Kutipan teks
*****
Tak hanya itu, jelasnya, ada juga faktor lainnya yaitu kegemukan atau kelebihan lemak. Selanjutnya, sering mengkonsumsi makanan bercampur bahan kimia. "Untuk mencegah kanker payudara tidak ada pencegahan yang primer, karena tidak tahu seseorang yang berpotensi terkena penyakit ini. Oleh karenanya, yang ada pencegahan sekunder seperti menjaga pola makan hidup sehat dan berat badan, berolahraga, tidak merokok, dan tidak mengkonsumsi alhokol," jelasnya.
Albiner menuturkan, pencegahan penyakit tersebut juga bisa dilakukan dengan deteksi dini yaitu melakukan pemeriksaan rutin sendiri terhadap payudara pada masa tujuh hingga 10 hari setelah haid. Deteksi ini dilakukan disarankan satu kali dalam sebulan. "Sekitar 80 persen keluhan awalnya penyakit ini adalah benjolan, tapi tidak terasa sakit dan tidak tahu karena tidak dideteksi dini atau diperiksa ke dokter, sehingga tidak tahu," tuturnya.
Albiner menyebutkan, sebagian besar penderita kanker payudara yang ditanganinya berusia lanjut karena tidak mewaspadai sedini mungkin penyakit tersebut. Padahal, jika mendeteksi dini dan memeriksa ke dokter ketika ada benjolan satu hingga dua centimeter (cm), maka akan cukup menolong untuk dilakukan pencegahan.
Namun demikian, lanjutnya, yang sering terjadi pada pasien ketika ada benjolan kecil dibiarkan karena terkendala atau ada hambatan sosial. Misalnya, pasien yang sudah memiliki suami dan hendak memeriksakannya tentu harus meminta izin terlebih dahulu dan mertuanya. "Hal ini berdasarkan laporan di dalam forum Asia Pasifik, dimana hambatan sosial di Asia Tenggara penderita kanker payudara ini tidak independen. Artinya, pasien tidak bisa memutuskan untuk memeriksakan atau berobat ke dokter," bebernya.
*****
Baris yang tersedia
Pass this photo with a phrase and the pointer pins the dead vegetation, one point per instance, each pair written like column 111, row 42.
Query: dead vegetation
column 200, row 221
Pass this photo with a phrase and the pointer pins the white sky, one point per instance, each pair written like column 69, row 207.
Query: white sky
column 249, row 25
*****
Tugas
Tuliskan setiap keterangan jumlah atau ukuran yang berupa angka dalam kutipan tentang kanker payudara. Baris-baris di atas diambil dari sumber yang berbeda.

Jawaban
- tujuh hingga 10 hari setelah haid
- satu kali dalam sebulan
- sekitar 80 persen
- satu hingga dua centimeter (cm)